§ **What to work on**: Count the lines in the material below that contain the word "marking" and reply with that number alone.
>> start
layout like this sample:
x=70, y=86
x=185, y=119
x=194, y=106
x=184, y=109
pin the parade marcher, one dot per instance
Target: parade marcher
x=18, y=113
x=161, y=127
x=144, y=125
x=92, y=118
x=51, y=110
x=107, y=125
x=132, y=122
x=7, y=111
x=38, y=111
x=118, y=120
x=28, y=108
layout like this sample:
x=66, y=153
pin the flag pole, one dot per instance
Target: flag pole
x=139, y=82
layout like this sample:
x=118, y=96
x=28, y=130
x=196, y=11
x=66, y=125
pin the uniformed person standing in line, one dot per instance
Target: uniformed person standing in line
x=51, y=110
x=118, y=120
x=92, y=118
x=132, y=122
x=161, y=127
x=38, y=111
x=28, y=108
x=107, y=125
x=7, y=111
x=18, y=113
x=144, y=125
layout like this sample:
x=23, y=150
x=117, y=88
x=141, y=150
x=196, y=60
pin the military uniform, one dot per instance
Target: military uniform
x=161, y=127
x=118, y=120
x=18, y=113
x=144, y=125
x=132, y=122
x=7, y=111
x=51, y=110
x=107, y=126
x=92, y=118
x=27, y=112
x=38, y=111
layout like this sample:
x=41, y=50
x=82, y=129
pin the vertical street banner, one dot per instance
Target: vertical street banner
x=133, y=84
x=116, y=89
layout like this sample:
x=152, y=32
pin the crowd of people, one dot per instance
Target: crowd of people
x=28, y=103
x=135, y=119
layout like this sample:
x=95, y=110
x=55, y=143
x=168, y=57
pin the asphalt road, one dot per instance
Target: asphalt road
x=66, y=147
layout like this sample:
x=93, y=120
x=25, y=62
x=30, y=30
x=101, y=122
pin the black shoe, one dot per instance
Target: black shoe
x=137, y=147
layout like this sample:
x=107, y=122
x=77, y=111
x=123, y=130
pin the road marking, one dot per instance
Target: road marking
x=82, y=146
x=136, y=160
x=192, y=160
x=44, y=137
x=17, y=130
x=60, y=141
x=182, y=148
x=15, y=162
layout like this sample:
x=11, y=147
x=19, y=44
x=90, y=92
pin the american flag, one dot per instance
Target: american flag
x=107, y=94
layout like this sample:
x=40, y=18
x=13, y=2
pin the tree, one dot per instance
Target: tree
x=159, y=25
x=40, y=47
>> end
§ **Solution for this task**: 2